Senin, 01 Agustus 2011

Education for Sustainable Development (EfSD)

Education for Sustainable Development (EfSD)

Education for Sustainable Development (EfSD) menjadi istilah yang santer disebarkan ke berbagai media massa oleh Depdiknas. Namun sebetulnya konsep keberlanjutan atau keajegan (sustainable) ini sudah dikenal sejak dekade 1970-an, khususnya di bidang lingkungan, dimasyarakatkan oleh Kementerian Negara Lingkungan Hidup.
Education for Sustainable Development atau disingkat EfSD  
adalah pola pemanfaatan sumber daya untuk memenuhi kebutuhan manusia dengan tetap memelihara lingkungan, sehingga kebutuhan itu bukan hanya terpenuhi hari ini tetapi juga untuk generasi mendatang.
EfSD ini pertama kali dicetuskan oleh Prof. Dr. Hans J. A. Van Ginkel, mantan rektor United Nations (UN) University dan Staf Ahli Sekjen UN.
EfSD ini menekankan pada 3 pilar yaitu ekonomi, ekologi atau lingkungan, dan sosial.  Ketiga aspek tersebut saling beririsan, tidak terpisah-pisah.



Latar Belakang
Dapat dipastikan, semua orang tahu lingkungan. Manusia tanpa kecuali dikitari oleh lingkungan. Artinya, langsung tak langsung, manusia mempengaruhi lingkungan dan juga pasti dipengaruhi oleh lingkungannya.
Faktanya, kebanyakan manusia enggan memedulikan lingkungan. Malah kebanyakan manusia yang tidak peduli lingkungan itu adalah manusia kalangan atas seperti para pejabat. Satu hal yang dilupakan para pejbat itu ialah mengelola lingkungan secara bersahabat. Mereka tidak optimal mengelola EQ tetapi hanya berbekal kecerdasan otak (IQ) tetapi miskin kecerdasan akhlak.

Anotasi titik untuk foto
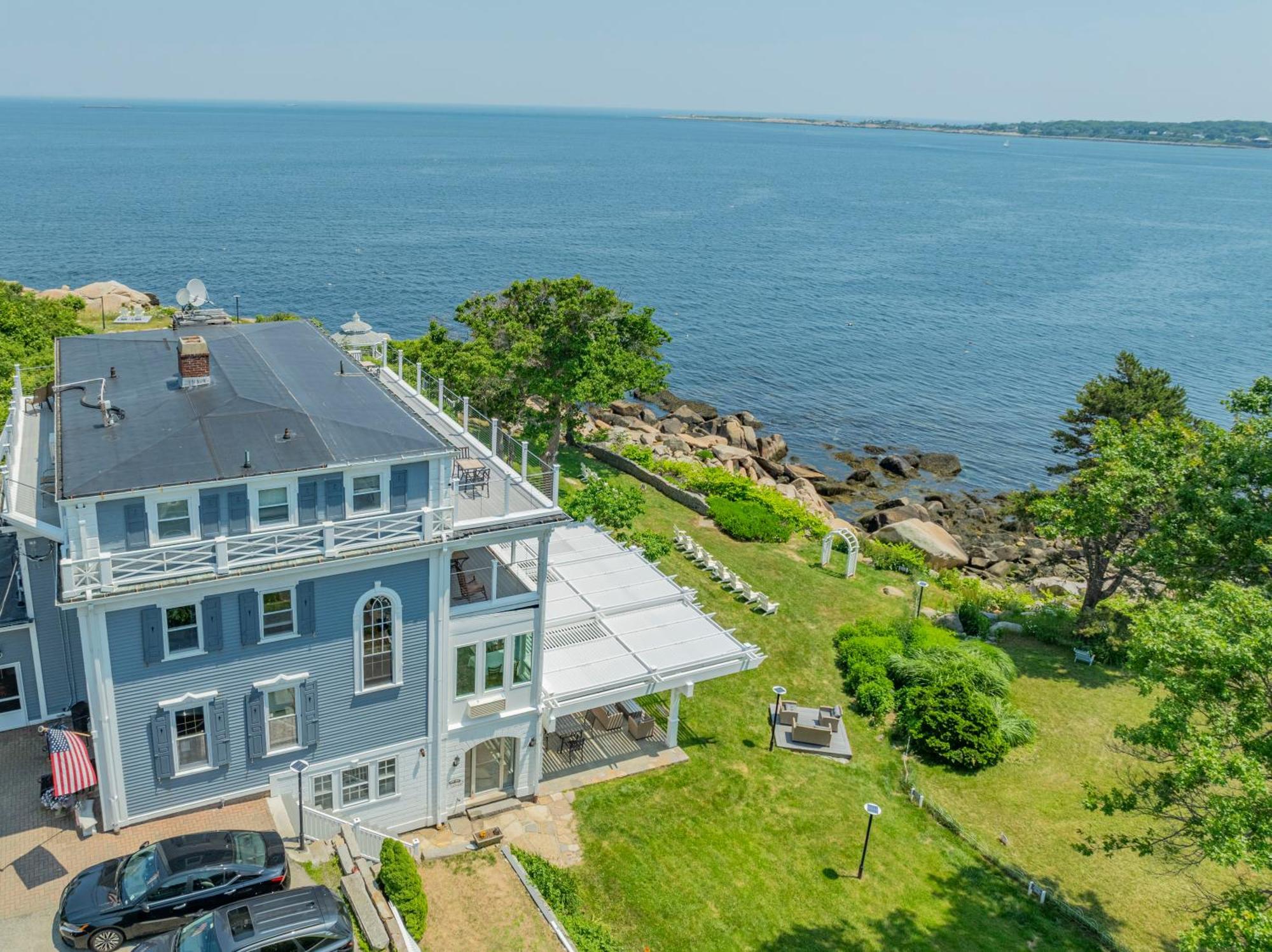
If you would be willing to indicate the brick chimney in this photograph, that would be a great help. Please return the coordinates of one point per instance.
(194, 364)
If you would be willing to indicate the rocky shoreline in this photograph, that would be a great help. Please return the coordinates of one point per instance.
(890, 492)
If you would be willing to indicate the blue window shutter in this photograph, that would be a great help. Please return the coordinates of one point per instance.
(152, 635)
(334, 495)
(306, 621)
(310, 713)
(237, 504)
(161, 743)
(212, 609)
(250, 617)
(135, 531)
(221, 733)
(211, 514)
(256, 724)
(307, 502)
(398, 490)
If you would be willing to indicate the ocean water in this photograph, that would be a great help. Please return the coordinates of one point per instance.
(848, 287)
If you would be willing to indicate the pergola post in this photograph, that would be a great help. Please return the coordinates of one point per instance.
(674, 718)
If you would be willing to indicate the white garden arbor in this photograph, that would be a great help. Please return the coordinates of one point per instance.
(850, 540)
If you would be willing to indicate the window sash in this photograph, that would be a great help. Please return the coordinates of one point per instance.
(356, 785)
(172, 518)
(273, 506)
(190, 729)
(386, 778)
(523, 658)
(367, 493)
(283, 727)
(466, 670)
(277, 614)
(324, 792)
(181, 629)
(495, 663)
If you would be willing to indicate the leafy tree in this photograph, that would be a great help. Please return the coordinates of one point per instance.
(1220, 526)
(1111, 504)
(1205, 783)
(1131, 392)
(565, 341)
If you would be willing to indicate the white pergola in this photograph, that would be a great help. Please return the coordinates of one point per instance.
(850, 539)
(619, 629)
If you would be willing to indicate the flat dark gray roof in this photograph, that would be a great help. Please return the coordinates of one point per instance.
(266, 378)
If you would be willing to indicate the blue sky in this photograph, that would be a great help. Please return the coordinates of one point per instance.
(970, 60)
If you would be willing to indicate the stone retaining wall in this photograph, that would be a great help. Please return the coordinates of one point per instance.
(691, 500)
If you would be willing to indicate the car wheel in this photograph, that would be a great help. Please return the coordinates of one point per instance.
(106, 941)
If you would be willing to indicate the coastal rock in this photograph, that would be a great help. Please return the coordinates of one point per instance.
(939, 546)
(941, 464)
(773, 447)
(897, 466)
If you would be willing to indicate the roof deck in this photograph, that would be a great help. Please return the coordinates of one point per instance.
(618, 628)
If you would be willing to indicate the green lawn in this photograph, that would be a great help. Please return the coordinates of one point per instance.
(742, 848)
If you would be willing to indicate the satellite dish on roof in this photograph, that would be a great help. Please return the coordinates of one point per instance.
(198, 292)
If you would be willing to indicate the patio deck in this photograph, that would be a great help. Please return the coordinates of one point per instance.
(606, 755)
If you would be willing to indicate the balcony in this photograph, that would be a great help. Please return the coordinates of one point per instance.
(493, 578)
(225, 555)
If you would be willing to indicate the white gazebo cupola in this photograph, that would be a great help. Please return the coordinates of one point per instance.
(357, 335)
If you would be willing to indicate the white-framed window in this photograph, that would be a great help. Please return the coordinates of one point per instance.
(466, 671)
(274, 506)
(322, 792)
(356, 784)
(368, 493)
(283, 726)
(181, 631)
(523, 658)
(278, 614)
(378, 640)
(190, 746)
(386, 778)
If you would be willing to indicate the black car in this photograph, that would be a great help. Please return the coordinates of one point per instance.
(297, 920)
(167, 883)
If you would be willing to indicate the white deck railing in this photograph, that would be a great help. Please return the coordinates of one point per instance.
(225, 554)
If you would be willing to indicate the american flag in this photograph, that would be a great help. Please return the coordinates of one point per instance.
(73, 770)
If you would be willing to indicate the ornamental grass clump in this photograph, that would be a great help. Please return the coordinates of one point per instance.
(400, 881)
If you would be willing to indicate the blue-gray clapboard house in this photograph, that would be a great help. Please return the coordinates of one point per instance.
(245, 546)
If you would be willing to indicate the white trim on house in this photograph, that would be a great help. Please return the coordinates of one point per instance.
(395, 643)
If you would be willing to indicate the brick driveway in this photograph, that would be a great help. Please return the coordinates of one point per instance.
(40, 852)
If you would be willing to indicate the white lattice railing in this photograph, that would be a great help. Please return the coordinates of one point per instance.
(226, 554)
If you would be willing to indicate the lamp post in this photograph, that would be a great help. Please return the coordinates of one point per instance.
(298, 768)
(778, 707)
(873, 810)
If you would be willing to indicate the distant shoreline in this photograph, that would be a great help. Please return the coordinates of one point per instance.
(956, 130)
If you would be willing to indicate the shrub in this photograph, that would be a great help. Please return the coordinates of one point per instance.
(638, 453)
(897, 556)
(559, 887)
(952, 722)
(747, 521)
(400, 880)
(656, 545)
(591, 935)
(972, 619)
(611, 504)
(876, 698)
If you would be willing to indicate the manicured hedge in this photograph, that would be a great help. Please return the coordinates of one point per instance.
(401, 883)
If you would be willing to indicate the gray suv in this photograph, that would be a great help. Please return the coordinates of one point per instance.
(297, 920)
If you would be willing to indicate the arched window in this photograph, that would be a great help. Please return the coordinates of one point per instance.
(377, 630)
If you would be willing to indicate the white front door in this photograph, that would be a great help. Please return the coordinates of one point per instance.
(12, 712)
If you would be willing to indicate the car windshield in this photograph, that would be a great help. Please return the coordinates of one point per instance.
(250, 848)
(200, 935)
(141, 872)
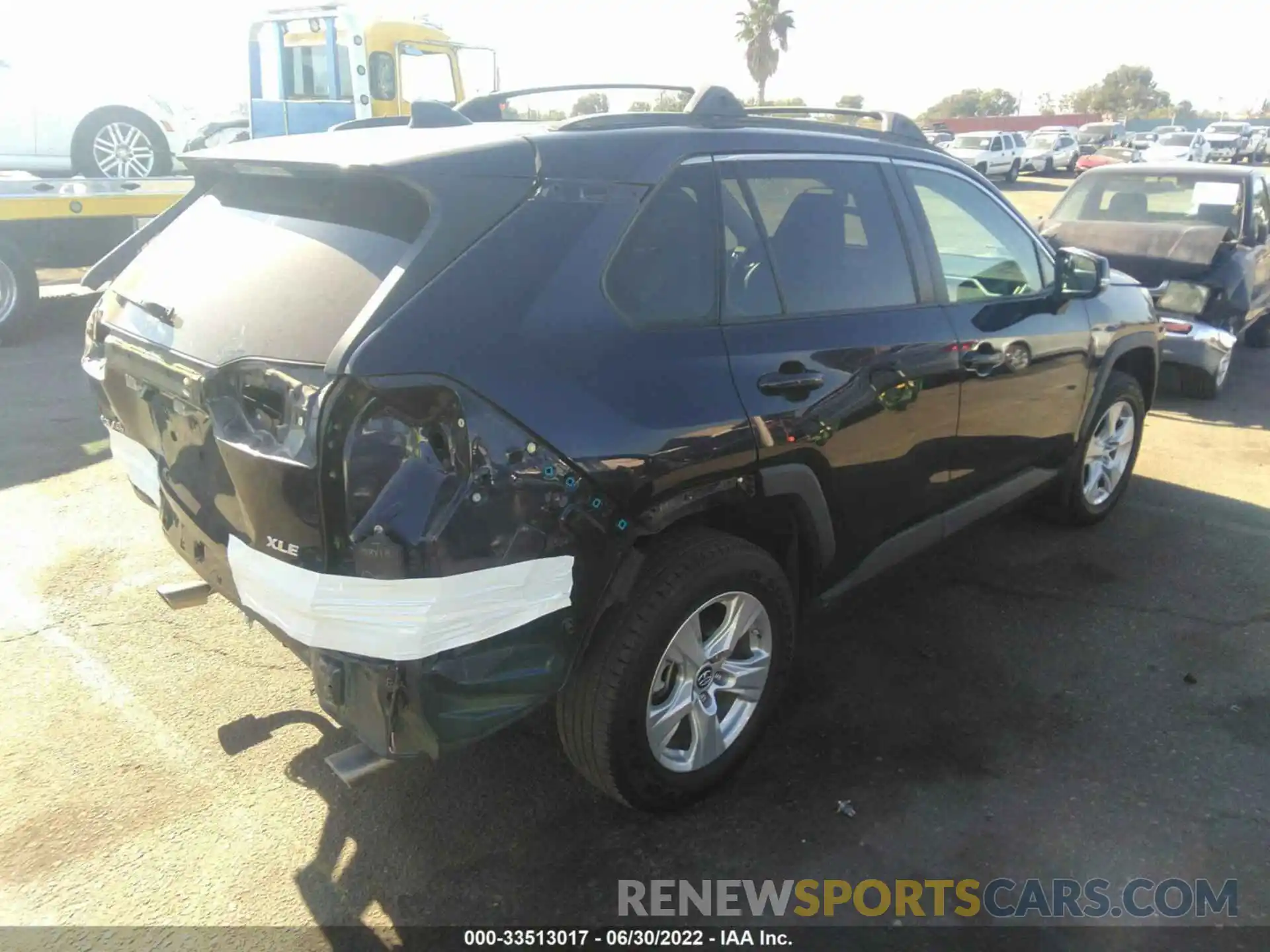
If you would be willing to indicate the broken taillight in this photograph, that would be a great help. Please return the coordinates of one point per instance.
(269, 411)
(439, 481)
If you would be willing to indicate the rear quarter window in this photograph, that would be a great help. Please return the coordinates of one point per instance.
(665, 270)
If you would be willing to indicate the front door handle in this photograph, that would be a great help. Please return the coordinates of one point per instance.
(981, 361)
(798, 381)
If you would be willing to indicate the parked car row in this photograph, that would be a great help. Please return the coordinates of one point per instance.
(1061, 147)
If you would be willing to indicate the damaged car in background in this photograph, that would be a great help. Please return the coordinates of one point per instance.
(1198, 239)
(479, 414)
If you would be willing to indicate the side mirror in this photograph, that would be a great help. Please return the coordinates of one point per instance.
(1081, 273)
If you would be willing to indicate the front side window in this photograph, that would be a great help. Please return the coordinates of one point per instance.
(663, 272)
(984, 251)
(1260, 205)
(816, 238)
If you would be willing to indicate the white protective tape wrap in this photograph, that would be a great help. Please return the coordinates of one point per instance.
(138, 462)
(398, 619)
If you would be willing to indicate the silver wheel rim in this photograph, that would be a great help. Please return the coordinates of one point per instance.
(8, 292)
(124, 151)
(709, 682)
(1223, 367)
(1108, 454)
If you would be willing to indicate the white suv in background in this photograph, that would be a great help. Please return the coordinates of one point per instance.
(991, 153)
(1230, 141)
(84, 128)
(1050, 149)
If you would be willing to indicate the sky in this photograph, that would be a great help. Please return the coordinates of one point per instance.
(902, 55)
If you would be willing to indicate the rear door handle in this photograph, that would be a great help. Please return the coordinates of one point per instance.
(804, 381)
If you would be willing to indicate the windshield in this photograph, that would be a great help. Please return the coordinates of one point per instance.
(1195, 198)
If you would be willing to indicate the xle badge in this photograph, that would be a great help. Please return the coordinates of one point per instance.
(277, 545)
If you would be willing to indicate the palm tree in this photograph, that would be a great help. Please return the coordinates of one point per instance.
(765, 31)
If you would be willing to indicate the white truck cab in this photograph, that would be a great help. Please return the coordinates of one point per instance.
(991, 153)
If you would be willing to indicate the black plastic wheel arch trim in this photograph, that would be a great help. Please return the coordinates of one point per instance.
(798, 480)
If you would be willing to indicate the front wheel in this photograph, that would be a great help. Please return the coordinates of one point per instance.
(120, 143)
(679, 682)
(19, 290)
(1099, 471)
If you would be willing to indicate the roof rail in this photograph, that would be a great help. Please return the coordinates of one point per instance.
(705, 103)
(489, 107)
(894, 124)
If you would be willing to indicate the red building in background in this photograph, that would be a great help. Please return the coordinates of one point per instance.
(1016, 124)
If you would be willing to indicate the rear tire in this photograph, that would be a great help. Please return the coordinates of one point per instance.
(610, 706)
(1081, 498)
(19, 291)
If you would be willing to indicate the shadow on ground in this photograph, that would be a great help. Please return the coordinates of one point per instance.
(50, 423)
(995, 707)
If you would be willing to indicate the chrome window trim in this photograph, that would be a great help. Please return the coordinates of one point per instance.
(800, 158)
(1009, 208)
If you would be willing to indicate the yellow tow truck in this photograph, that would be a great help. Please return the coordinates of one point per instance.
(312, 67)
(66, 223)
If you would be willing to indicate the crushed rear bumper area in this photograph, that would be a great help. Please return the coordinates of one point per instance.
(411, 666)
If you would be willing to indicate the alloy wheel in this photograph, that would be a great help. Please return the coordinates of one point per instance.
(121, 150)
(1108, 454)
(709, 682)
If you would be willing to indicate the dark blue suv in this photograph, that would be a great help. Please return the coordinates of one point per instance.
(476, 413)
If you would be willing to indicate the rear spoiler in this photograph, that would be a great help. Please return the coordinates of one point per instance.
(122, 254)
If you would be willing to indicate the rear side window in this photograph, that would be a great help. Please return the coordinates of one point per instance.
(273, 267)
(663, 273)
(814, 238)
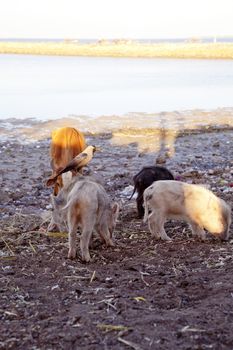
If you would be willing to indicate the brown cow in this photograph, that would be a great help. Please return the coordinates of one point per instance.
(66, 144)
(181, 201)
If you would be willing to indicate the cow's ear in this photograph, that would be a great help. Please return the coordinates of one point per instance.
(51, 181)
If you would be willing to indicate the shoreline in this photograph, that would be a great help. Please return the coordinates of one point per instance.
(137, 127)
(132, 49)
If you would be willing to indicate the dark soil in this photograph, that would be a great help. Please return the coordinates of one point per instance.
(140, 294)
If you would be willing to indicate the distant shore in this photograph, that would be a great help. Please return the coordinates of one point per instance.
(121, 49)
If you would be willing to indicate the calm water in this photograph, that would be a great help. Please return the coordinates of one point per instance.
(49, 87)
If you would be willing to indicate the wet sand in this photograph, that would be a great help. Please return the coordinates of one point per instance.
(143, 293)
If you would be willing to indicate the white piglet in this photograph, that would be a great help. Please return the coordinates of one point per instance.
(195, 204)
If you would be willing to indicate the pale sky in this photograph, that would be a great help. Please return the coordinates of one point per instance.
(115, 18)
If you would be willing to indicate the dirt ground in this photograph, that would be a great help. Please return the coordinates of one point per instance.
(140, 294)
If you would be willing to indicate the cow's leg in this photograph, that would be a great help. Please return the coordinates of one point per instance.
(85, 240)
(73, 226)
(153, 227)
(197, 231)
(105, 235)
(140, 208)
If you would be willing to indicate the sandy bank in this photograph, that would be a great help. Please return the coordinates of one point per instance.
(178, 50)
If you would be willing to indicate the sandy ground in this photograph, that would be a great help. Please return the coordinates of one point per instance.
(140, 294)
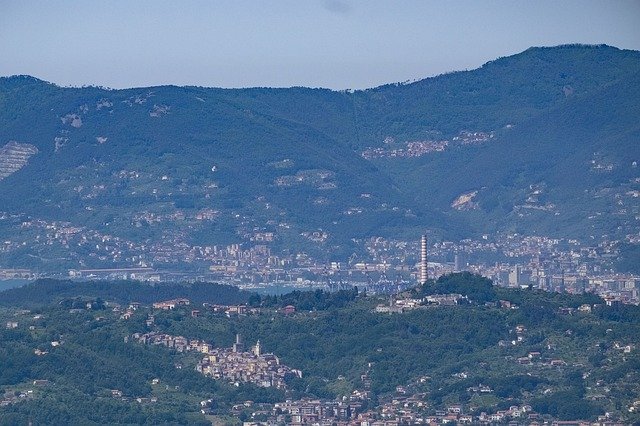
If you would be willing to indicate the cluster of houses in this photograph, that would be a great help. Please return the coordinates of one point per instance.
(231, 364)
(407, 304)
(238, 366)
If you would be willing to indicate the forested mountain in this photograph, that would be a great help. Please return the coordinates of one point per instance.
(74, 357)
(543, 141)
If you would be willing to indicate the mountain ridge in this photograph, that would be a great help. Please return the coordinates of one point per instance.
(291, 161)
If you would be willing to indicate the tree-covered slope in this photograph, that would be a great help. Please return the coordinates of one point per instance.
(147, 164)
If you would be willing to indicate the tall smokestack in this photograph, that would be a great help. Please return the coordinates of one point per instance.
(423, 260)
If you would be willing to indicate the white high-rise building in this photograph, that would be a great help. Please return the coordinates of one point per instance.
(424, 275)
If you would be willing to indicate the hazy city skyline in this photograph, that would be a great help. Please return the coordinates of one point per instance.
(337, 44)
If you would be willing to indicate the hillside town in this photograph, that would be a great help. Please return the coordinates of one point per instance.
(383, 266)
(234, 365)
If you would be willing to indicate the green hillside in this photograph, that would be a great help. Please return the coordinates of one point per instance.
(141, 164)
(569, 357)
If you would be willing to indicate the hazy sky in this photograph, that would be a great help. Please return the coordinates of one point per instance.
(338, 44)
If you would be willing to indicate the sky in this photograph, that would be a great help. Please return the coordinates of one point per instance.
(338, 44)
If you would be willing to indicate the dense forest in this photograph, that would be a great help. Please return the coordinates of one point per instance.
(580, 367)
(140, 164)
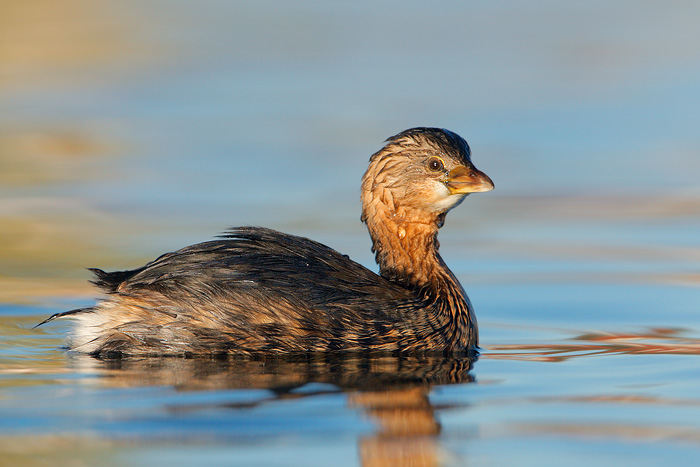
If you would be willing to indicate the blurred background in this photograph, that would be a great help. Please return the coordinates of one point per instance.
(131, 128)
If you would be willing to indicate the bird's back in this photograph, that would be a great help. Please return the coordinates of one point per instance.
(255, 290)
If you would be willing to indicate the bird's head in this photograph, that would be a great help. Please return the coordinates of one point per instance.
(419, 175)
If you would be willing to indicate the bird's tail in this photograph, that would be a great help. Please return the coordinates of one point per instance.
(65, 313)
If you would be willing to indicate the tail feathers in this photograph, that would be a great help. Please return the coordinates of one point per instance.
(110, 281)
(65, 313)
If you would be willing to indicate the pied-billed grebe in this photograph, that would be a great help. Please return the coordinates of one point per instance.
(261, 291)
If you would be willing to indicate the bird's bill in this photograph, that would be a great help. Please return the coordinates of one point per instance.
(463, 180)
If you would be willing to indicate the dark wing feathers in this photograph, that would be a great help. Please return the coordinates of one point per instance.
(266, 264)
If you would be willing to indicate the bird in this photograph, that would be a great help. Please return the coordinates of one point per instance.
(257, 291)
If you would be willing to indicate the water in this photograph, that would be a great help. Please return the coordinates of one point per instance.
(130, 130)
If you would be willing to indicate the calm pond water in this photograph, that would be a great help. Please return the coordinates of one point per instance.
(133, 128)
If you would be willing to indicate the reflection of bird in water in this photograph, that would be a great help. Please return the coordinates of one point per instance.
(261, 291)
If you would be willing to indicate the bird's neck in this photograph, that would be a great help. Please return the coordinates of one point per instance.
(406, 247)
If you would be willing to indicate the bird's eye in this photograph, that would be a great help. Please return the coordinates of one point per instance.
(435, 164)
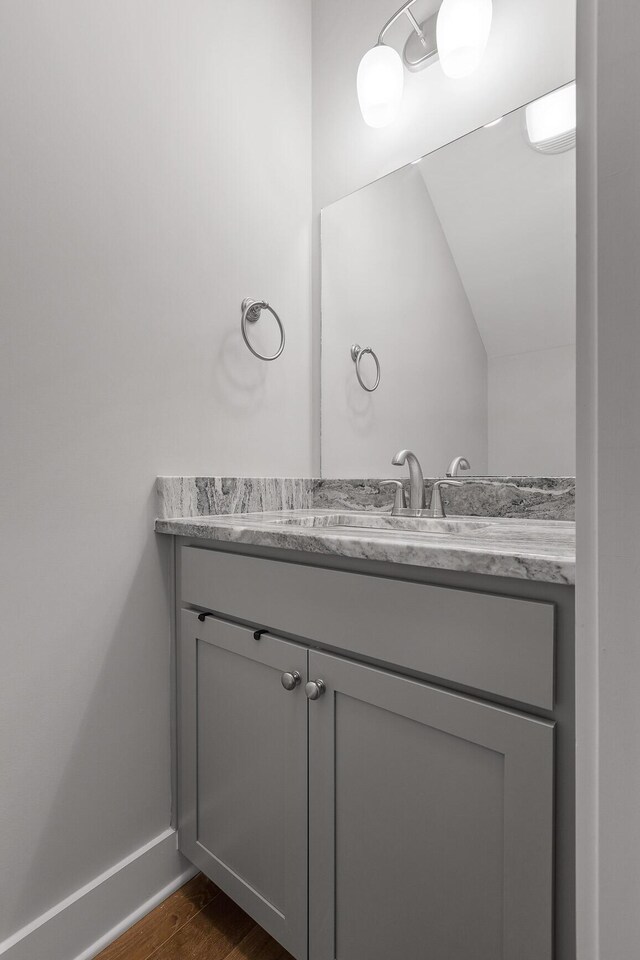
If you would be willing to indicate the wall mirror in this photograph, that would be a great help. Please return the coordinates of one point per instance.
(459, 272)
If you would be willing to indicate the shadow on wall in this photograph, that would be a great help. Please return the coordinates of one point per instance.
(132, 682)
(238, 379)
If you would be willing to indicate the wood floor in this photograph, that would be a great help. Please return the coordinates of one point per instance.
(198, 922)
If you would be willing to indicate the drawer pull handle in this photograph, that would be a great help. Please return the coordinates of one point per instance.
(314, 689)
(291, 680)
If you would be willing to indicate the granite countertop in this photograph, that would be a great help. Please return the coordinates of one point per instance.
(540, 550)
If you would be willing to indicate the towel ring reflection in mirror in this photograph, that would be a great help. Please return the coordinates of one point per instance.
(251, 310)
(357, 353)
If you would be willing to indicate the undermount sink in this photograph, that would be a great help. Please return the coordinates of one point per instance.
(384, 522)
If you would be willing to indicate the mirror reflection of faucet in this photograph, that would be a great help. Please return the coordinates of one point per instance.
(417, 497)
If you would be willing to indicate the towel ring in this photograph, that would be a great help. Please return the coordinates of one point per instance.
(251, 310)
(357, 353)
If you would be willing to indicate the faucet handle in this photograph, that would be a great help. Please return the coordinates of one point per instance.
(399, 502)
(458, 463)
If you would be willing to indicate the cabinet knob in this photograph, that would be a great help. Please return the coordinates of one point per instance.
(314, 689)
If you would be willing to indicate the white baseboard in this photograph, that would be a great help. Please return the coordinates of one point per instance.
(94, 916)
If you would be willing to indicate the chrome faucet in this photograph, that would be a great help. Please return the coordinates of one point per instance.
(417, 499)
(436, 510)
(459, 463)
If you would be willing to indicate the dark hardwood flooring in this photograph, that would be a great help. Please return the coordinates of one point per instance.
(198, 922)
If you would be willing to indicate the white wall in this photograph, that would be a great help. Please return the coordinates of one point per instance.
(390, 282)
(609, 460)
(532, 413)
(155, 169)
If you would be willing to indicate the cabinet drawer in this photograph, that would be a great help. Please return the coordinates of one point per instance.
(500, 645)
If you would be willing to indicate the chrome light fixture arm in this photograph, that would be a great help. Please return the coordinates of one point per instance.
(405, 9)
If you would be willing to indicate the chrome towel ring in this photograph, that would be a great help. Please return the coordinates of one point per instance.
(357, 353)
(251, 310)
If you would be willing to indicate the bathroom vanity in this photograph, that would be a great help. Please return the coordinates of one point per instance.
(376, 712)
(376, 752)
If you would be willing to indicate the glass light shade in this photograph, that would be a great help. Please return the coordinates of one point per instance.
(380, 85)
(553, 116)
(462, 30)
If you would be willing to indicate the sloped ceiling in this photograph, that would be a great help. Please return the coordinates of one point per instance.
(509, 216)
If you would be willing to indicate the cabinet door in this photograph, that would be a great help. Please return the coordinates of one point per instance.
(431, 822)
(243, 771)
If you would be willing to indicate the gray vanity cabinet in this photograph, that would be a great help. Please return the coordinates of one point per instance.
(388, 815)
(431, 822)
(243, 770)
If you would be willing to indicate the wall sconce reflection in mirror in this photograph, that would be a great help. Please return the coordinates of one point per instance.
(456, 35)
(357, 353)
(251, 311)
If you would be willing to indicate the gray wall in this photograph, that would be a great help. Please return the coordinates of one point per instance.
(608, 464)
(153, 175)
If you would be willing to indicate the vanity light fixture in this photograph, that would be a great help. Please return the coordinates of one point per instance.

Tugas Singkat A:
Jawablah pertanyaan berikut berdasarkan teks tentang EfSD.
(i) Sejak dekade berapa konsep keberlanjutan sudah dikenal, dan di bidang apa khususnya?
(ii) Siapa yang pertama kali mencetuskan EfSD?
(iii) Apa saja tiga pilar yang ditekankan EfSD?
Tugas Singkat B:
Lanjutkan teks tentang EfSD mulai dari kalimat terakhirnya.

Jawaban Akhir A:
(i) Sejak dekade 1970-an, khususnya di bidang lingkungan.
(ii) Prof. Dr. Hans J. A. Van Ginkel.
(iii) Ekonomi, ekologi atau lingkungan, dan sosial.

Jawaban Akhir B:
Banyak orang pintar yang berjabatan dan berpangkat justru menjadi pelaku masif balak-liar (illegal logging).
Mereka tidak merasa menjadi pemangku fungsi lingkungan lantaran tidak maksimal pemahamannya atas fungsi lingkungan. Atau, mereka memang belum tahu peran penting kelestarian fungsi lingkungan sehingga berpendapat bahwa lingkungan boleh dieksploitasi seenak perutnya.
Namun kalau berpikir positif, perilaku di atas masih bisa diubah dan belum terlambat karena bisa belajar Pendidikan Lingkungan secara informal. Sebab, ciri khas pendidikan (tarbiyah, education) ialah seumur hidup, sampai akhir hayat.
Pendidikan memasukkan dua kategori besar, yaitu sains (science) dan teknologi (technology). Keduanya saling dukung untuk menghasilkan produk berupa barang dan jasa yang dapat melancarkan kegiatan manusia. Produk inilah yang dapat menghasilkan nilai positif bagi lingkungan sekaligus menimbulkan dampak negatif berupa masalah lingkungan. Masalah lingkungan yang diakibatkan oleh perkembangan sains dan teknologi dapat berujung pada derita manusia. Tetapi bisa juga berujung pada kebahagiaan manusia lantaran sains, teknologi, lingkungan merupakan segitiga sama sisi yang masing-masing berperan dalam kehidupan manusia. Terminologi yang digunakan ialah Trilogi Pendidikan {sains (science), teknologi (technology), dan lingkungan (environment)}.
 Secara ekopolitis, Pendidikan Lingkungan kali pertama dikenalkan pada konferensi International Union for Concervation of Nature and Natural Resourses atau Perserikatan Internasional untuk Konservasi Alam dan Sumber Daya Alam pada 1971.
Bagaimana di Indonesia? Dalam versi pemerhati lingkungan sejak dulu sampai sekarang (2009) nyaris tidak ada politisi hijau di Indonesia. Artinya, politisi dan birokrat kita hendaklah belajar kearifan ekologi kepada kaum yang dianggap “tak terdidik” yang tinggal jauh di pelosok.
Tradisi ujung ladang masyarakat Melayu di Sumetera Utara misalnya, selalu berwawasan lingkungan kalau akan membuka hutan. Meskipun menebang pohon dan membabatnya, selalu saja ada vegetasi pelindung yang tersisa. Pola seperti ini membantu menahan tanah agar tidak erosi atau merusak tanaman.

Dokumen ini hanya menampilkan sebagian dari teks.